Saved data entries:
■ ■ ■ ■
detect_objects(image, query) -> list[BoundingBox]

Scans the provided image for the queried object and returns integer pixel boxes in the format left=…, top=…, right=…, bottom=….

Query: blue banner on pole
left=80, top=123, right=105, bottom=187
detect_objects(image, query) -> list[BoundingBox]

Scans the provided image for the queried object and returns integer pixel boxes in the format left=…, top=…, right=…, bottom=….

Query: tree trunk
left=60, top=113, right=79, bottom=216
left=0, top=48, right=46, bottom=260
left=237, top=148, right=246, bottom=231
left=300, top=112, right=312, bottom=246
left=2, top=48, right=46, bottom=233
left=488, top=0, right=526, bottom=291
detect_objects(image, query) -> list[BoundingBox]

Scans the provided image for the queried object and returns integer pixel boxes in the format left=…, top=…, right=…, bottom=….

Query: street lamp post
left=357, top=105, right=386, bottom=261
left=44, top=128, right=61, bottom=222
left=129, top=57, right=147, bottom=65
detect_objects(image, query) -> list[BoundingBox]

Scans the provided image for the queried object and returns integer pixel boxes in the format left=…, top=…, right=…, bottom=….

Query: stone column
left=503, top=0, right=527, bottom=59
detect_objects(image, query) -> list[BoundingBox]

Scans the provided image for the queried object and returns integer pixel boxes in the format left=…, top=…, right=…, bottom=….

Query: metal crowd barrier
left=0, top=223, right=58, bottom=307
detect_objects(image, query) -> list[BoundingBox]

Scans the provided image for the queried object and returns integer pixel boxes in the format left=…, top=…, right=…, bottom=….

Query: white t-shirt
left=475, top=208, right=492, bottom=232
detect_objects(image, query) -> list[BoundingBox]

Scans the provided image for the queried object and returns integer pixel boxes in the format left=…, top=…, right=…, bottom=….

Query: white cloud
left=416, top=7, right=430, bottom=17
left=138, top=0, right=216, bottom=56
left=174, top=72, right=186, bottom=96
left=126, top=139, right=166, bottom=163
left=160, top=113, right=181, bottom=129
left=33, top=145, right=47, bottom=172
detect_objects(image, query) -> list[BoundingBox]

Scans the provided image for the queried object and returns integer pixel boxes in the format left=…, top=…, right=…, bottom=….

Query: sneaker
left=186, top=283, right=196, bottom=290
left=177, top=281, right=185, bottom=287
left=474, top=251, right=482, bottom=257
■ ■ ■ ■
THE PROBLEM:
Every record, from top to bottom, must be transcribed exactly.

EXERCISE RESULT:
detect_objects(image, query) -> list[BoundingBox]

Scans the provided image for the queried object and returns integer pixel boxes in the format left=…, top=…, right=…, bottom=….

Query: blue banner on pole
left=80, top=123, right=105, bottom=187
detect_objects(image, query) -> list[BoundingBox]

Scans the provided image for the queried object and returns integer pixel boxes in the format left=…, top=…, right=…, bottom=….

Query: tree trunk
left=60, top=113, right=79, bottom=216
left=0, top=48, right=46, bottom=260
left=237, top=148, right=246, bottom=231
left=300, top=112, right=312, bottom=246
left=2, top=48, right=46, bottom=233
left=488, top=0, right=526, bottom=291
detect_objects(image, query) -> list[BoundingBox]

Scans the provided image for the queried object and returns integer pixel boxes in the format left=…, top=…, right=…, bottom=….

Query: street lamp post
left=357, top=105, right=386, bottom=261
left=44, top=128, right=61, bottom=222
left=129, top=57, right=147, bottom=65
detect_objects(image, query) -> list[BoundingBox]

Scans the provided image for the queried object and returns integer pixel boxes in the format left=…, top=…, right=…, bottom=….

Query: stone column
left=503, top=0, right=527, bottom=59
detect_objects(image, query) -> list[BoundingBox]

Scans the provided image for the queried object and returns integer pixel boxes in the format left=…, top=…, right=…, bottom=….

Query: metal crowd barrier
left=0, top=223, right=58, bottom=307
detect_objects(image, query) -> list[BoundingBox]

Scans the provided image for the queried object and returns integer pixel boxes in the format left=…, top=…, right=…, bottom=….

Query: white t-shirt
left=475, top=208, right=492, bottom=232
detect_objects(image, query) -> list[BoundingBox]

Scans the provided image for the queried object and returns integer pixel boxes in the format left=…, top=…, right=…, bottom=….

Query: white cloud
left=416, top=7, right=430, bottom=17
left=138, top=0, right=216, bottom=56
left=174, top=72, right=186, bottom=96
left=126, top=139, right=166, bottom=163
left=160, top=113, right=181, bottom=129
left=33, top=145, right=47, bottom=172
detect_objects(image, query) -> list[BoundingBox]

Scans the provided image for the queried object and returns integer pixel boxes in the format left=…, top=…, right=…, bottom=….

Query: sneaker
left=186, top=283, right=196, bottom=290
left=177, top=281, right=185, bottom=287
left=474, top=251, right=482, bottom=257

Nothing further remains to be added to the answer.